## REQUIRED ACTIONS
(a) Decide whether each statement below agrees with the passage on the history of the kinetic theory of gases, answering yes or no and quoting the words of the passage that settle it: (i) Krönig's 1856 model dealt only with the translational motion of particles; (ii) Maxwell formulated the Maxwell–Boltzmann distribution in 1859; (iii) Bernoulli's Hydrodynamica appeared in 1738.
(b) Write the next part of the passage on the history of the kinetic theory of gases, picking up after its final sentence.

## READING TEXT
In 1738 Daniel Bernoulli published Hydrodynamica, which laid the basis for the kinetic theory of gases. In this work, Bernoulli posited the argument, that gases consist of great numbers of molecules moving in all directions, that their impact on a surface causes the pressure of the gas, and that their average kinetic energy determines the temperature of the gas. The theory was not immediately accepted, in part because conservation of energy had not yet been established, and it was not obvious to physicists how the collisions between molecules could be perfectly elastic.

Pioneers of the kinetic theory, whose work was also largely neglected by their contemporaries, were Mikhail Lomonosov (1747), Georges-Louis Le Sage (ca. 1780, published 1818), John Herapath (1816) and John James Waterston (1843), which connected their research with the development of mechanical explanations of gravitation.

In 1856 August Krönig created a simple gas-kinetic model, which only considered the translational motion of the particles. In 1857 Rudolf Clausius developed a similar, but more sophisticated version of the theory, which included translational and, contrary to Krönig, also rotational and vibrational molecular motions. In this same work he introduced the concept of mean free path of a particle. In 1859, after reading a paper about the diffusion of molecules by Clausius, Scottish physicist James Clerk Maxwell formulated the Maxwell distribution of molecular velocities, which gave the proportion of molecules having a certain velocity in a specific range. This was the first-ever statistical law in physics. Maxwell also gave the first mechanical argument that molecular collisions entail an equalization of temperatures and hence a tendency towards equilibrium. In his 1873 thirteen page article 'Molecules', Maxwell states: "we are told that an 'atom' is a material point, invested and surrounded by 'potential forces' and that when 'flying molecules' strike against a solid body in constant succession it causes what is called pressure of air and other gases."
In 1871, Ludwig Boltzmann generalized Maxwell's achievement and formulated the Maxwell–Boltzmann distribution. The logarithmic connection between entropy and probability was also first stated by Boltzmann.

At the beginning of the 20th century, atoms were considered by many physicists to be purely hypothetical constructs, rather than real objects. An important turning point was Albert Einstein's (1905) and Marian Smoluchowski's (1906) papers on Brownian motion, which succeeded in making certain accurate quantitative predictions based on the kinetic theory.

Following the development of the Boltzmann equation, a framework for its use in developing transport equations was developed independently by David Enskog and Sydney Chapman in 1917 and 1916. The framework provided a route to prediction of the transport properties of dilute gases, and became known as Chapman–Enskog theory. The framework was gradually expanded throughout the following century, eventually becoming a route to prediction of transport properties in real, dense gases.

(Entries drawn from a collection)
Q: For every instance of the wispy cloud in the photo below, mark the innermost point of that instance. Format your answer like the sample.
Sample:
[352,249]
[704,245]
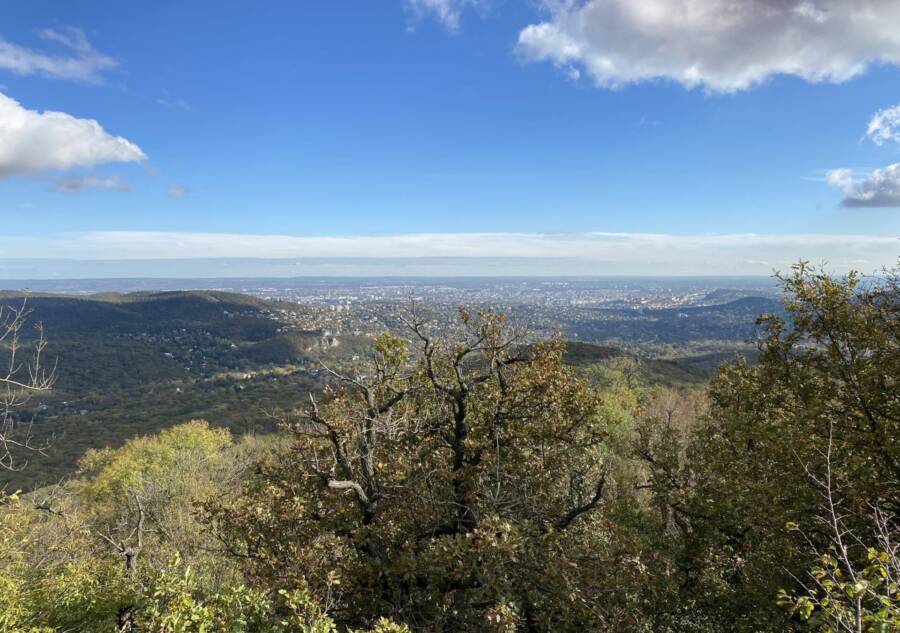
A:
[177,190]
[32,141]
[79,61]
[878,189]
[173,104]
[719,45]
[447,12]
[583,253]
[76,184]
[885,126]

## EXPECTED OUTPUTS
(a)
(i) Yes: "In 1856 August Krönig created a simple gas-kinetic model, which only considered the translational motion of the particles."
(ii) No: "In 1871, Ludwig Boltzmann generalized Maxwell's achievement and formulated the Maxwell–Boltzmann distribution."
(iii) Yes: "In 1738 Daniel Bernoulli published Hydrodynamica, which laid the basis for the kinetic theory of gases."

(b)
== Assumptions ==
The application of kinetic theory to ideal gases makes the following assumptions:
- The gas consists of very small particles. This smallness of their size is such that the sum of the volume of the individual gas molecules is negligible compared to the volume of the container of the gas. This is equivalent to stating that the average distance separating the gas particles is large compared to their size, and that the elapsed time during a collision between particles and the container's wall is negligible when compared to the time between successive collisions.
- The number of particles is so large that a statistical treatment of the problem is well justified. This assumption is sometimes referred to as the thermodynamic limit.
- The rapidly moving particles constantly collide among themselves and with the walls of the container, and all these collisions are perfectly elastic.
- Interactions (i.e. collisions) between particles are strictly binary and uncorrelated, meaning that there are no three-body (or higher) interactions, and the particles have no memory.
- Except during collisions, the interactions among molecules are negligible. They exert no other forces on one another.

Thus, the dynamics of particle motion can be treated classically, and the equations of motion are time-reversible.

As a simplifying assumption, the particles are usually assumed to have the same mass as one another; however, the theory can be generalized to a mass distribution, with each mass type contributing to the gas properties independently of one another in agreement with Dalton's law of partial pressures. Many of the model's predictions are the same whether or not collisions between particles are included, so they are often neglected as a simplifying assumption in derivations (see below).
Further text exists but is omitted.